* _THE REQUEST_:
Your task is to reproduce the material exactly.

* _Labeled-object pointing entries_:
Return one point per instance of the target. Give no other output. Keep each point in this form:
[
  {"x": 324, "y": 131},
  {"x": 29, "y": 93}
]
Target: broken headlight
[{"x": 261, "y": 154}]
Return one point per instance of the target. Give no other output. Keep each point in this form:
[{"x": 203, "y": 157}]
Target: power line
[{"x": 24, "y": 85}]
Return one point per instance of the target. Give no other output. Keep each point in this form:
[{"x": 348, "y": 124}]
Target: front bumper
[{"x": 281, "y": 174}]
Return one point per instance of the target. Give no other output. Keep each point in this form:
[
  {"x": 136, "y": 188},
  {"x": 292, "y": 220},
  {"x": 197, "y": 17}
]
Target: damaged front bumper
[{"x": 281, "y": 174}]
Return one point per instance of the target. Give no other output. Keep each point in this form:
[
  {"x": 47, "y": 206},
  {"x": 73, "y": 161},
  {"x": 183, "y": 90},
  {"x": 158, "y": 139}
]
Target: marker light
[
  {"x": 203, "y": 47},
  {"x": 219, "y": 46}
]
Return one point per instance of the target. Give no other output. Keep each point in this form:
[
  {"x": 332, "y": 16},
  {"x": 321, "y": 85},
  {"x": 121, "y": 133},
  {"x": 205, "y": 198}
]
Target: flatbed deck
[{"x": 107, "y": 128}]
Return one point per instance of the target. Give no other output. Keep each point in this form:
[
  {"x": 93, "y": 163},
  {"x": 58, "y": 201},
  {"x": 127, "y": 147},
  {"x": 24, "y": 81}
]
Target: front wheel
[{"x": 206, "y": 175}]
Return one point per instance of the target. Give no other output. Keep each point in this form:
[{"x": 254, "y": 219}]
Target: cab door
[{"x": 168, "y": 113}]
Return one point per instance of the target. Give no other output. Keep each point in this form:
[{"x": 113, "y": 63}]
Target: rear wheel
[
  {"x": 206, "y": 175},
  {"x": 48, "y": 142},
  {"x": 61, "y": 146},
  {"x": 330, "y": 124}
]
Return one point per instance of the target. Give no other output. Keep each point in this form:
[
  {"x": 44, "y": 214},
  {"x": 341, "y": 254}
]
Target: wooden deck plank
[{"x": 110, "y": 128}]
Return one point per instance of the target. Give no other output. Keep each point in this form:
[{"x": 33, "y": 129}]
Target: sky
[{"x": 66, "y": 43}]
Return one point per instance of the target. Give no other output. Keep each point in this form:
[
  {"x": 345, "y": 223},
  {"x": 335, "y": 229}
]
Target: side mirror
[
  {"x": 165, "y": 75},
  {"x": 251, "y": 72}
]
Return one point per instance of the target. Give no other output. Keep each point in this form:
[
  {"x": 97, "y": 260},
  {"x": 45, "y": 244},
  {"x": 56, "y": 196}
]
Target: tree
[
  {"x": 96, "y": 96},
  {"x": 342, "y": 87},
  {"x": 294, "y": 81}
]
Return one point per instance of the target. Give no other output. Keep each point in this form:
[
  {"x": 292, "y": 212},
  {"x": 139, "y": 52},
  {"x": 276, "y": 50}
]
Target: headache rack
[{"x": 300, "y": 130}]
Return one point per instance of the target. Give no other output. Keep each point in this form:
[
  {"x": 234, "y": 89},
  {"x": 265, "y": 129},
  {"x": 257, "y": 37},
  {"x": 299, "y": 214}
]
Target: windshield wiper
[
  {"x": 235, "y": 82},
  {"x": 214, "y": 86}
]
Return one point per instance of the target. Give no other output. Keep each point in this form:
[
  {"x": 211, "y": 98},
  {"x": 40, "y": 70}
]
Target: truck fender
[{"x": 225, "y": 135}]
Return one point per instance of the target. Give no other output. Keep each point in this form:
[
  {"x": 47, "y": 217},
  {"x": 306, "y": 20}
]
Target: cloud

* _OUTPUT OF THE TASK_:
Return one point per instance of the target. Give no other output. Keep each point in this form:
[
  {"x": 324, "y": 131},
  {"x": 29, "y": 93}
]
Target: broken headlight
[{"x": 261, "y": 154}]
Return one point per instance of the target. Give no other output. Keep each point in this form:
[{"x": 203, "y": 157}]
Target: power line
[{"x": 24, "y": 85}]
Return one point per instance of the target. Give no other output. Keep each point in this form:
[{"x": 348, "y": 124}]
Target: front bumper
[{"x": 281, "y": 174}]
Return one point per instance of the target. Give no other output. Keep each point in this form:
[
  {"x": 136, "y": 188},
  {"x": 292, "y": 220},
  {"x": 197, "y": 17}
]
Target: damaged front bumper
[{"x": 281, "y": 174}]
Return one point per instance of the target. Give no other output. Keep each point in this form:
[
  {"x": 47, "y": 206},
  {"x": 73, "y": 161},
  {"x": 183, "y": 90},
  {"x": 158, "y": 139}
]
Target: marker light
[
  {"x": 203, "y": 47},
  {"x": 219, "y": 46}
]
Return one point per instance of the target. Give no other output. Keep each point in this form:
[
  {"x": 332, "y": 16},
  {"x": 321, "y": 85},
  {"x": 121, "y": 133},
  {"x": 205, "y": 198}
]
Target: flatbed deck
[{"x": 107, "y": 128}]
Return one point per instance of the target. Give no other output. Keep each point in this form:
[
  {"x": 93, "y": 163},
  {"x": 58, "y": 201},
  {"x": 127, "y": 147},
  {"x": 24, "y": 81}
]
Target: front wheel
[{"x": 206, "y": 175}]
Return one point per instance of the target. Give no other output. Keep each point in this form:
[{"x": 254, "y": 219}]
Target: cab door
[{"x": 168, "y": 113}]
Return one point per instance of the target. Give no other output. Keep each point in this form:
[{"x": 113, "y": 63}]
Target: rear wheel
[
  {"x": 206, "y": 175},
  {"x": 48, "y": 142},
  {"x": 61, "y": 146},
  {"x": 330, "y": 124}
]
Return one point per instance of the target. Give no other output. Keep each point in this form:
[
  {"x": 44, "y": 214},
  {"x": 341, "y": 254}
]
Target: wooden deck plank
[{"x": 110, "y": 128}]
Return one point per instance of the target. Give no other output. Keep each point in this form:
[{"x": 33, "y": 129}]
Target: sky
[{"x": 66, "y": 43}]
Return one point per instance of the target. Give no other output. Keep each point in this form:
[
  {"x": 345, "y": 223},
  {"x": 335, "y": 229}
]
Target: side mirror
[
  {"x": 165, "y": 75},
  {"x": 251, "y": 72}
]
Return one point per instance of the target. Give no other output. Keep each point in this form:
[
  {"x": 97, "y": 260},
  {"x": 45, "y": 244},
  {"x": 56, "y": 196}
]
Target: tree
[
  {"x": 96, "y": 96},
  {"x": 342, "y": 87},
  {"x": 294, "y": 81}
]
Return one point per instance of the target. Give no other output. Keep each point in this form:
[
  {"x": 292, "y": 212},
  {"x": 139, "y": 52},
  {"x": 276, "y": 50}
]
Target: headache rack
[{"x": 300, "y": 130}]
Return one point per instance of the target. Give no other output. Keep each point in this form:
[
  {"x": 234, "y": 89},
  {"x": 265, "y": 129},
  {"x": 257, "y": 37},
  {"x": 299, "y": 214}
]
Target: windshield wiper
[
  {"x": 235, "y": 82},
  {"x": 214, "y": 86}
]
Return one point per instance of the target. Give no other output. Keep each point in this form:
[
  {"x": 211, "y": 98},
  {"x": 40, "y": 70}
]
Target: truck fender
[{"x": 225, "y": 135}]
Return one point per instance of the target. Give no other output. Keep each point in this form:
[
  {"x": 47, "y": 217},
  {"x": 306, "y": 20}
]
Target: cloud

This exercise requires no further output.